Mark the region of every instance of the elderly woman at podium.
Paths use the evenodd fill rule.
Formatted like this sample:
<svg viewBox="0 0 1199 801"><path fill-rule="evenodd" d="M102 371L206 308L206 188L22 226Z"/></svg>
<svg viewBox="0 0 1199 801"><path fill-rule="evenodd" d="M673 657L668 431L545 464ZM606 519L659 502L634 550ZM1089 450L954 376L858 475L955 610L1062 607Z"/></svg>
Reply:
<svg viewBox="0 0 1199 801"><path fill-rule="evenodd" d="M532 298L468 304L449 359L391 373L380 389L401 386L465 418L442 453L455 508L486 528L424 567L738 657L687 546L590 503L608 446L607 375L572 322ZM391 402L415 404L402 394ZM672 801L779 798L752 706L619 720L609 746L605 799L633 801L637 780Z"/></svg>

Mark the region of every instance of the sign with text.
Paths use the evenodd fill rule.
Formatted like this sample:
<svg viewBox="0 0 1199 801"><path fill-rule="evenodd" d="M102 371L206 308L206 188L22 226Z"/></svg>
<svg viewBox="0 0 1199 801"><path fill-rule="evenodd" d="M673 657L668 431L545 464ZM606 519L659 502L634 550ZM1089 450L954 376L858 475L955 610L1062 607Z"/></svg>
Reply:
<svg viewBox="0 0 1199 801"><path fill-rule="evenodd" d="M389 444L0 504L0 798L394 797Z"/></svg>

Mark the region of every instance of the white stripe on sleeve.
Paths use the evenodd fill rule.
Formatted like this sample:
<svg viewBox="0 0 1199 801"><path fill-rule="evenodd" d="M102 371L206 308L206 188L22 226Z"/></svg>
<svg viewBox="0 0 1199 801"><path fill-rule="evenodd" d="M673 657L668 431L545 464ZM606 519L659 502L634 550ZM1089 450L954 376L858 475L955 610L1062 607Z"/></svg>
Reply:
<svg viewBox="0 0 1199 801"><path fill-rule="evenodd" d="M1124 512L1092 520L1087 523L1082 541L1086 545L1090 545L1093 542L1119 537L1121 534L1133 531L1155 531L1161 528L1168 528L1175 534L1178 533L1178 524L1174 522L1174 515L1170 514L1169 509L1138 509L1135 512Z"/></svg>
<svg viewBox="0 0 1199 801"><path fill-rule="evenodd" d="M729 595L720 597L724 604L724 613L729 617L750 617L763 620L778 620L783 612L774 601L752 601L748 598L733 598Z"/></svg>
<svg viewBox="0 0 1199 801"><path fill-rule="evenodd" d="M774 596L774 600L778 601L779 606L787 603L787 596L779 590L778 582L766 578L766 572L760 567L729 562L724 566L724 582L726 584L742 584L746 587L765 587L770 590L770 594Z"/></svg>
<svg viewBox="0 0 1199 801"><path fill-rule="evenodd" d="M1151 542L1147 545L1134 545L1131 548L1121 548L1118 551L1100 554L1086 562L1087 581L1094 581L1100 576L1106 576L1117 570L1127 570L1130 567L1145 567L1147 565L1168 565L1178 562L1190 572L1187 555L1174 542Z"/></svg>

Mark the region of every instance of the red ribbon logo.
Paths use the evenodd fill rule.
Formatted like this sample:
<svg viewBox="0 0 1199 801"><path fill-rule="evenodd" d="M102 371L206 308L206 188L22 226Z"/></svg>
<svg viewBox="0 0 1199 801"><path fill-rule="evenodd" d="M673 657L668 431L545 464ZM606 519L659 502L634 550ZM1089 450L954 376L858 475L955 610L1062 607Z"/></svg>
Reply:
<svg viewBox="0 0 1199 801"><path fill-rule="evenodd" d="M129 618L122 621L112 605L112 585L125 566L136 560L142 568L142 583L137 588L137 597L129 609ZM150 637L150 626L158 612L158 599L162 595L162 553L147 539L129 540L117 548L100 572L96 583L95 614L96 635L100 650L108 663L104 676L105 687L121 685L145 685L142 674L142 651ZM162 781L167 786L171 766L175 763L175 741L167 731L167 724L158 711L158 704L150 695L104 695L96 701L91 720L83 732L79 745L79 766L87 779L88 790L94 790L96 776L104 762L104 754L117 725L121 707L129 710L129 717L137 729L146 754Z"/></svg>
::::::::
▸ **Task details**: Once the records are read, print each of them exactly as written.

▸ **Problem solution**:
Mark the region of every instance of the elderly woman at podium.
Paths use the evenodd fill rule.
Formatted like this sample:
<svg viewBox="0 0 1199 801"><path fill-rule="evenodd" d="M102 371L206 308L206 188L22 226Z"/></svg>
<svg viewBox="0 0 1199 801"><path fill-rule="evenodd" d="M673 657L668 431L545 464ZM606 519L659 502L634 550ZM1089 450L954 376L858 475L955 610L1062 607Z"/></svg>
Reply:
<svg viewBox="0 0 1199 801"><path fill-rule="evenodd" d="M532 298L468 304L449 359L391 373L380 389L401 386L465 418L442 453L455 508L486 528L424 567L738 657L687 546L590 503L608 446L607 375L572 322ZM391 402L415 404L402 394ZM672 801L779 798L752 706L619 720L609 746L605 799L633 801L637 780Z"/></svg>

Mark the region of every instance of the sign with text.
Paths use the evenodd fill rule.
Formatted like this sample:
<svg viewBox="0 0 1199 801"><path fill-rule="evenodd" d="M102 371L206 308L206 188L22 226Z"/></svg>
<svg viewBox="0 0 1199 801"><path fill-rule="evenodd" d="M673 657L668 431L545 464ZM606 519L659 502L634 550ZM1089 450L954 376L858 475L955 610L1062 607Z"/></svg>
Reply:
<svg viewBox="0 0 1199 801"><path fill-rule="evenodd" d="M389 444L0 504L0 798L394 797Z"/></svg>

Mark the region of every instance of the white stripe on sleeve.
Paths use the evenodd fill rule.
Formatted like this sample:
<svg viewBox="0 0 1199 801"><path fill-rule="evenodd" d="M102 371L206 308L206 188L22 226Z"/></svg>
<svg viewBox="0 0 1199 801"><path fill-rule="evenodd" d="M673 657L668 431L545 464ZM606 519L659 502L634 550ZM1089 450L954 376L858 475L955 610L1062 607Z"/></svg>
Reply:
<svg viewBox="0 0 1199 801"><path fill-rule="evenodd" d="M1124 512L1092 520L1087 523L1082 541L1086 545L1090 545L1093 542L1119 537L1121 534L1133 531L1155 531L1161 528L1168 528L1175 534L1178 533L1178 524L1174 522L1174 515L1170 514L1169 509L1138 509L1135 512Z"/></svg>
<svg viewBox="0 0 1199 801"><path fill-rule="evenodd" d="M729 595L720 597L724 604L724 613L729 617L750 617L763 620L778 620L783 612L774 601L752 601L748 598L733 598Z"/></svg>
<svg viewBox="0 0 1199 801"><path fill-rule="evenodd" d="M774 596L774 600L778 601L779 606L787 603L787 596L779 590L778 582L766 578L766 572L760 567L729 562L724 566L724 582L726 584L742 584L746 587L765 587L770 590L770 594Z"/></svg>
<svg viewBox="0 0 1199 801"><path fill-rule="evenodd" d="M1151 542L1147 545L1134 545L1131 548L1121 548L1118 551L1100 554L1086 562L1087 581L1094 581L1100 576L1106 576L1117 570L1127 570L1130 567L1145 567L1147 565L1168 565L1178 562L1190 572L1187 555L1174 542Z"/></svg>

Mark the region of every instance of the red ribbon logo.
Paths use the evenodd fill rule.
Formatted like this sample:
<svg viewBox="0 0 1199 801"><path fill-rule="evenodd" d="M102 371L206 308L206 188L22 226Z"/></svg>
<svg viewBox="0 0 1199 801"><path fill-rule="evenodd" d="M673 657L668 431L545 464ZM606 519L659 502L634 550ZM1089 450L954 376L858 475L955 610L1062 607Z"/></svg>
Reply:
<svg viewBox="0 0 1199 801"><path fill-rule="evenodd" d="M129 618L122 621L112 605L112 585L125 566L136 560L142 568L142 583L137 588L137 597L129 609ZM150 637L150 626L158 612L158 599L162 595L162 553L147 539L129 540L117 548L100 572L96 583L95 614L96 635L100 650L108 663L104 676L105 687L121 685L145 685L142 674L142 651ZM162 781L167 786L171 766L175 763L175 741L167 731L167 724L158 711L158 704L150 695L104 695L96 701L91 720L83 732L79 745L79 766L87 779L88 790L94 790L96 776L104 762L104 754L117 725L121 707L129 710L129 717L137 729L146 754Z"/></svg>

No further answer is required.